River stops syncing with data, and the status keeps showing as Running

syllogismos commented 8 years ago

[2015-09-18 05:07:47,928][ERROR][org.elasticsearch.river.mongodb.OplogSlurper] Exception while looping in cursor
com.mongodb.MongoException: version changed during initial query ( ns : DbName.Collection, received : 460|0||5501e23a01907f6d2913ea91, wanted : 461|0||5501e23a01907f6d2913ea91, send ) ( ns : DbName.Collection, received : 460|0||5501e23a01907f6d2913ea91, wanted : 461|0||5501e23a01907f6d2913ea91, send )
        at com.mongodb.QueryResultIterator.throwOnQueryFailure(QueryResultIterator.java:246)
        at com.mongodb.QueryResultIterator.init(QueryResultIterator.java:224)
        at com.mongodb.QueryResultIterator.initFromQueryResponse(QueryResultIterator.java:184)
        at com.mongodb.QueryResultIterator.<init>(QueryResultIterator.java:62)
        at com.mongodb.DBCollectionImpl.find(DBCollectionImpl.java:86)
        at com.mongodb.DBCollectionImpl.find(DBCollectionImpl.java:66)
        at com.mongodb.DBCursor._check(DBCursor.java:498)
        at com.mongodb.DBCursor._hasNext(DBCursor.java:621)
        at com.mongodb.DBCursor.hasNext(DBCursor.java:657)
        at org.elasticsearch.river.mongodb.OplogSlurper.addQueryToStream(OplogSlurper.java:515)
        at org.elasticsearch.river.mongodb.OplogSlurper.addQueryToStream(OplogSlurper.java:508)
        at org.elasticsearch.river.mongodb.OplogSlurper.processOplogEntry(OplogSlurper.java:268)
        at org.elasticsearch.river.mongodb.OplogSlurper.run(OplogSlurper.java:109)
        at java.lang.Thread.run(Thread.java:745)

I have a river on a collection that is around 20Million documents. The river does the initial import normally, and keeps running for a while.. say for few days.. and then stops syncing with data anymore. And I can see the above log in the elasticsearch logs. What might be the reason for this exception.

# PROBLEM A:
According to the issue report, roughly how many documents are in the collection the river runs on?
The issue report and the rows come from separate, unrelated sources.

[Raw records]
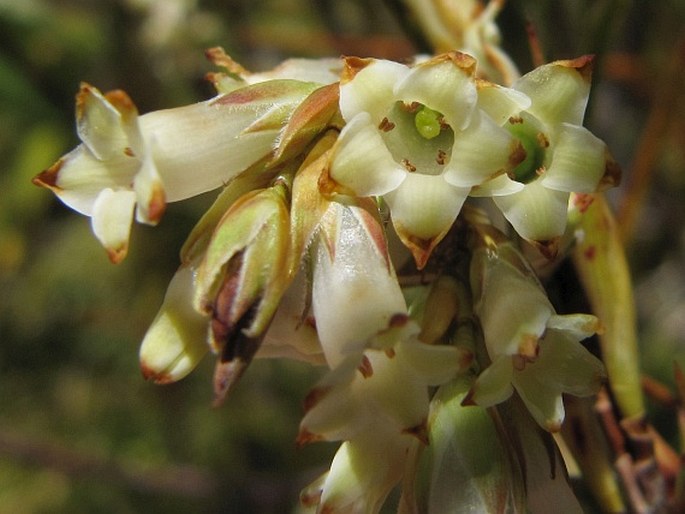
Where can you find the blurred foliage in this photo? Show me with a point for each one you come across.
(80, 431)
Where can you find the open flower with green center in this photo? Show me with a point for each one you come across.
(415, 137)
(562, 156)
(532, 348)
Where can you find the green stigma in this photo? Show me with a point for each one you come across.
(527, 170)
(427, 122)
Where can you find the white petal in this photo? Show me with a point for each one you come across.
(111, 221)
(536, 213)
(498, 186)
(558, 93)
(579, 326)
(500, 103)
(371, 90)
(444, 87)
(470, 165)
(578, 161)
(364, 471)
(513, 310)
(362, 162)
(425, 206)
(567, 365)
(99, 124)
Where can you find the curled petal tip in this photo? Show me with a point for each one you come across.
(151, 375)
(306, 437)
(612, 173)
(156, 204)
(353, 65)
(419, 431)
(549, 248)
(118, 254)
(464, 61)
(553, 425)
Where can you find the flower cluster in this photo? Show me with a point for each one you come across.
(294, 257)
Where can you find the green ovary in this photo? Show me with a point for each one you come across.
(427, 122)
(527, 170)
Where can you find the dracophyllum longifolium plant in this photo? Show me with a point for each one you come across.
(562, 156)
(532, 349)
(416, 137)
(468, 26)
(378, 406)
(376, 396)
(129, 164)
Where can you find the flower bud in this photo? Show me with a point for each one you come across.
(176, 340)
(355, 292)
(128, 160)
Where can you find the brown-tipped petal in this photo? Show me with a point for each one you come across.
(226, 376)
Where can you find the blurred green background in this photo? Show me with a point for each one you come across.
(80, 431)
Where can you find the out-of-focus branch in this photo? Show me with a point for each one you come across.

# PROBLEM B:
Extract the part of the rows that opens with the line containing "Where can you find the brown-tipped" and runs through the end of the rows, both ends included, reproducing each line unchanged.

# TASK RESULT A:
Around 20 million documents.

# TASK RESULT B:
Where can you find the brown-tipped petal in this photo? Show me with a point for each one you come across.
(226, 376)
Where can you find the blurred green background in this photo? Show me with a point for each one you come across.
(80, 431)
Where can you find the out-of-focus branch in this photo? Show me with a point for each one you come across.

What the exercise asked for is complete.